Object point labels
::::::::::

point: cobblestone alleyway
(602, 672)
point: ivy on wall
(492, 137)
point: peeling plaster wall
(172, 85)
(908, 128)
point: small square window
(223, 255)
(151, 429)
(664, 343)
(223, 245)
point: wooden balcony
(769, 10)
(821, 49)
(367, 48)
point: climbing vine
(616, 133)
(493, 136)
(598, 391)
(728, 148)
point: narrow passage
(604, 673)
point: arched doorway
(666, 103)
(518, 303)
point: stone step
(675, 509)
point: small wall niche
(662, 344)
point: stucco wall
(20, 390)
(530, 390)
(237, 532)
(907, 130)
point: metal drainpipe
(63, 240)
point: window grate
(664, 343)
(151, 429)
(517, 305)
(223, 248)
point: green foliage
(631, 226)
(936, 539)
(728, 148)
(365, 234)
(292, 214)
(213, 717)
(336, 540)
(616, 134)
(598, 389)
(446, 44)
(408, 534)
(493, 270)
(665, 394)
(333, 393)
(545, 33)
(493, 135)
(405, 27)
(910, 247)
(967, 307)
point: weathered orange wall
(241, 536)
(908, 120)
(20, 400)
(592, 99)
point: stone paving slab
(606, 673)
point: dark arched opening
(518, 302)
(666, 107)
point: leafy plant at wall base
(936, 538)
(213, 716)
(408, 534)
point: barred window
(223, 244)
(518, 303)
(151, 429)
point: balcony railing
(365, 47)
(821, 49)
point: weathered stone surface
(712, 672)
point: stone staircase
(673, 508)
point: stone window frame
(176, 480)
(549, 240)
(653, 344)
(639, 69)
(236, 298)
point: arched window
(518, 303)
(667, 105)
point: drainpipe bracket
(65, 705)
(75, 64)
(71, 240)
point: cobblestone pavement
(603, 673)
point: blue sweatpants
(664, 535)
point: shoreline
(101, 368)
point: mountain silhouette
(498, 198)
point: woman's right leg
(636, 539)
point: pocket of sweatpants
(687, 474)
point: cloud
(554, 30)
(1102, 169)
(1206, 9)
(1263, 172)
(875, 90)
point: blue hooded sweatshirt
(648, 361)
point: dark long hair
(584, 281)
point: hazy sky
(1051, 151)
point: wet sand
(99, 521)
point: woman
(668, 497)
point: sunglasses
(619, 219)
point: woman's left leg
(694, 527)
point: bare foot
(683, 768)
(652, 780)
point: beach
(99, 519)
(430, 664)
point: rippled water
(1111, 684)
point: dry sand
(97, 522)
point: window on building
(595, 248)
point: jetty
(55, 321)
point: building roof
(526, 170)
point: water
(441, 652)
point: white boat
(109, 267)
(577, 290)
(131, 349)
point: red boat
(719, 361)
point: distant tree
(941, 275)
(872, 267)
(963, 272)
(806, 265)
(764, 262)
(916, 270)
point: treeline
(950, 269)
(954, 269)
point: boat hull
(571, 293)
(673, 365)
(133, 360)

::::::::::

__TASK GOAL__:
Rewrite the stretch of records from the line containing "point: arched window" through the end of the records, replacing "sweatpants" with "joggers" and keeping everything else the same.

__SOLUTION TO THIS EXERCISE__:
point: arched window
(518, 303)
(667, 105)
point: drainpipe bracket
(65, 705)
(75, 64)
(71, 240)
point: cobblestone pavement
(603, 673)
point: blue joggers
(664, 535)
point: shoreline
(101, 368)
point: mountain silhouette
(498, 198)
point: woman's right leg
(636, 539)
point: pocket of joggers
(687, 474)
point: cloud
(554, 30)
(1102, 169)
(1206, 9)
(1263, 172)
(875, 90)
point: blue hooded sweatshirt
(648, 361)
point: dark long hair
(584, 281)
point: hazy sky
(1051, 151)
point: wet sand
(99, 521)
point: woman
(668, 497)
point: sunglasses
(619, 219)
point: woman's left leg
(694, 527)
point: bare foot
(683, 768)
(652, 780)
point: beach
(99, 519)
(430, 664)
point: rippled water
(1111, 684)
point: dry sand
(97, 522)
point: window on building
(595, 248)
point: jetty
(55, 321)
point: building roof
(526, 170)
point: water
(441, 652)
point: white boat
(109, 267)
(577, 290)
(131, 349)
point: red boat
(719, 361)
point: distant tree
(941, 275)
(872, 267)
(963, 272)
(806, 265)
(764, 262)
(916, 270)
point: treeline
(950, 269)
(954, 269)
point: boat hull
(571, 293)
(673, 365)
(133, 360)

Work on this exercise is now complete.